*** Opening EXCERPT ***
Psychology Ph.D. Dissertations


Hormones and social behavioral development: Influences of corticosterone in the neonate rat

Date of Award


Document Type


Degree Name

Doctor of Philosophy (Ph.D.)



First Advisor

Casey Cromwell, PhD

Second Advisor

Huber Robert, PhD (Committee Member)

Third Advisor

Meserve Lee, PhD (Committee Member)

Fourth Advisor

Musher-Eizenman Dara, PhD (Committee Member)


Exposure to prenatal stress (PNS) has been shown to induce a set of psychological and behavioral changes in the developing offspring. The rat model was used to investigate whether PNS and/or pharmacological corticosterone manipulations produce changes in the ability of the pup to express social motivation. The first experiment was designed to replicate previous work on PNS and extend the investigation on socially-mediated behaviors. The second experiment attempts to replicate the findings of Experiment 1 by mimicking PNS behaviors through direct corticosterone administration. Finally, the third Experiment was designed to investigate whether the effects of PNS could be ameliorated by administration of the drug metyrapone. The measures used to assess socially-mediated behaviors are 1) separation vocalizations, 2) conditioned odor preference, 3) conditioned odor aversion, and 4) anesthetized dam approach and duration of contact. Results of the first experiment did not replicate those of previous studies (Harmon et al., 2009). Experiment 2 found that direct corticosterone administration is not able to mimic both the physiological and behavioral deficits observed in the PNS model. The third experiment demonstrated that metyrapone was not able to restore the socially-mediated behaviors in PNS rats. These findings indicate that PNS has a much more dynamic impact on rat pup physiology than just elevations in corticosterone. Additionally, attempts to lower corticosterone in PNS pups via administration of metyrapone aren’t sufficient to restore atypical behaviors in PNS rats.This dissertation has implications for the treatment of psychological disorders, like autism spectrum disorder, involving disruptions in learning and social behaviors and raises concerns using elevated corticosterone levels as a model for PNS deficits.
*** Closing EXCERPT ***
*** Opening PROVIDED MATERIAL ***
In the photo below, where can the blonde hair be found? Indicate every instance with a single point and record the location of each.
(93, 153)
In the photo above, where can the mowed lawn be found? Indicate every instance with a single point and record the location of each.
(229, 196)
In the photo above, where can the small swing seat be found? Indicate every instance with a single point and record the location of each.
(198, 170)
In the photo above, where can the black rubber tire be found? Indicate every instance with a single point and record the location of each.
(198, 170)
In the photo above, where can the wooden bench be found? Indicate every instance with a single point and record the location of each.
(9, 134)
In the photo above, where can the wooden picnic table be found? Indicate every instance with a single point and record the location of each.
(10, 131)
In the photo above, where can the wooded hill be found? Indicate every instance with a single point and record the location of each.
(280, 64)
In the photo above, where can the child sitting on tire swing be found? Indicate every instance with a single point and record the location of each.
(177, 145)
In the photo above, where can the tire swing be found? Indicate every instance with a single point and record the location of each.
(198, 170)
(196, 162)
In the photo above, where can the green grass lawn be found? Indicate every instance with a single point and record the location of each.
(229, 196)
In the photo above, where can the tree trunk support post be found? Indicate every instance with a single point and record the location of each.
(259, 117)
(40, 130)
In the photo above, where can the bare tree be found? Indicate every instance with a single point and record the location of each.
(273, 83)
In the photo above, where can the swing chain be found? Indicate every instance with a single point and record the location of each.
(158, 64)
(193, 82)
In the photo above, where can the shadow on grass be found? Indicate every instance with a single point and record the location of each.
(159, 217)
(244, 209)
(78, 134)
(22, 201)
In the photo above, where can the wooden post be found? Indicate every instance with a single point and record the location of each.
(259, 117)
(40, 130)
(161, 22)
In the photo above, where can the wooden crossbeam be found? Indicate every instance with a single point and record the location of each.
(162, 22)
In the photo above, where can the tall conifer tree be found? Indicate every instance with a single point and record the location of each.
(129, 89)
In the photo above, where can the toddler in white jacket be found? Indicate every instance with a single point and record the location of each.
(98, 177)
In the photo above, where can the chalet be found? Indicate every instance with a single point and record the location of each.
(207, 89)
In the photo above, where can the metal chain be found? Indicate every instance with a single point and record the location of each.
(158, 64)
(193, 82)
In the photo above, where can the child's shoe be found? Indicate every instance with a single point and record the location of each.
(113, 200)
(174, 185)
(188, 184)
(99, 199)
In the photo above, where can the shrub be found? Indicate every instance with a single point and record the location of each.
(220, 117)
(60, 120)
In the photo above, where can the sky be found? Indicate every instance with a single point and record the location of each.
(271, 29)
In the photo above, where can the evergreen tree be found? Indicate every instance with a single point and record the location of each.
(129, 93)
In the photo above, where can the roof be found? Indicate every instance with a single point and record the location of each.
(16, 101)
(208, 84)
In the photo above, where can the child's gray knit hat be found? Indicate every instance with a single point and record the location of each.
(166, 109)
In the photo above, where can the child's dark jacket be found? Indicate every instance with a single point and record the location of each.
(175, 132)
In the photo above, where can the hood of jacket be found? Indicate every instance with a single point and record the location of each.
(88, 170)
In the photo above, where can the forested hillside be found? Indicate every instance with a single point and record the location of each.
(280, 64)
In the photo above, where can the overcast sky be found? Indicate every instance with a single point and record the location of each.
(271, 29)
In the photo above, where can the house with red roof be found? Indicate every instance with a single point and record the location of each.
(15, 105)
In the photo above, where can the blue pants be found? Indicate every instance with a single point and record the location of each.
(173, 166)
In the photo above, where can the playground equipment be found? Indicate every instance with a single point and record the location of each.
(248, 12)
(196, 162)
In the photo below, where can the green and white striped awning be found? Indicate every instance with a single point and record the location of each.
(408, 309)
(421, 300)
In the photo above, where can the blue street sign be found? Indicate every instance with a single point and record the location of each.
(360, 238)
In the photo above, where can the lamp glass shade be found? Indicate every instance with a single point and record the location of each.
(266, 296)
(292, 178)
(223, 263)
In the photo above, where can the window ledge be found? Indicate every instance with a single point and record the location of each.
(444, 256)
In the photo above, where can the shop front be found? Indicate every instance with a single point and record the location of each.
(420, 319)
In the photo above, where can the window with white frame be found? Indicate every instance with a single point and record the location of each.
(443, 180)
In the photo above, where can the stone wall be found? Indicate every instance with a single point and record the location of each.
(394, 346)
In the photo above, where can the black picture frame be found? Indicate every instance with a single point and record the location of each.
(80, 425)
*** Closing PROVIDED MATERIAL ***
#### WHAT YOU HAVE TO DO:
Reproduce, word for word, the part of the dissertation abstract starting at "Hormones and social" and ending at "of Philosophy (Ph.D.)".

#### ANSWER SPACE:
Hormones and social behavioral development: Influences of corticosterone in the neonate rat

Date of Award


Document Type


Degree Name

Doctor of Philosophy (Ph.D.)